DOCUMENT PASSAGE:

The top surfaces 101 of axially adjacent fins F are partially connected to each other. The fins F adjacent in the circumferential direction of the honeycomb core 10 are connected to each other via a connecting part 104. More specifically, the lower ends of the right diagonal side 103 of one fin F and the left diagonal side 102 of the other fin F, which are adjacent to each other, are connected together, thereby enabling the fins F adjacent in the circumferential direction to be connected to each other.
This makes it possible to enhance rigidity because the corrugated foil 30 including the fins F disposed in a staggered arrangement is formed of one plate-shaped material.
Here, a problem of wind erosion that may occur when the catalyst carrier 1 is applied, for example, to the DOC or the SCR that is provided in a diesel exhaust gas processing facility is avoided in this embodiment. To this end, there is formed an oxide film having a thickness of 0.1 [μm] or more and 10 [μm] or less in a predetermined range T which includes the end surface on the gas inlet side of each fin F, that is, an exposed end surface that is exposed toward the gas inlet side of each fin F. The predetermined range T is at least 2 mm from the exposed end surface. A region less than 2 mm in which the oxide film is formed causes wind erosion to readily occur. The partial perspective view of
The oxide film contains α-alumina (equivalent to the first alumina) that is 30% by mass or more and 99.5% by mass or less, and a Fe oxide. Furthermore, the oxide film may further contain at least one type of a second alumina and a Cr oxide. The second alumina comprises at least one type of γ, θ, χ, δ, η, and κ aluminas. The oxide film of this embodiment is formed by applying a special heat treatment to the stainless foil for carrying a catalyst (hereafter, referred to as the special heat treatment).

COLLECTED MATERIAL:
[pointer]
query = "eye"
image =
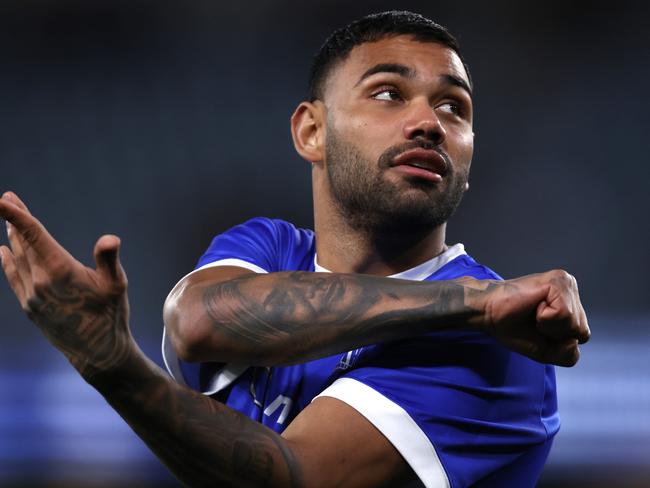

WHAT IS REQUIRED:
Quote the catalyst carrier passage word for word, from "This makes it" to "one plate-shaped material.".

WRITTEN RESPONSE:
This makes it possible to enhance rigidity because the corrugated foil 30 including the fins F disposed in a staggered arrangement is formed of one plate-shaped material.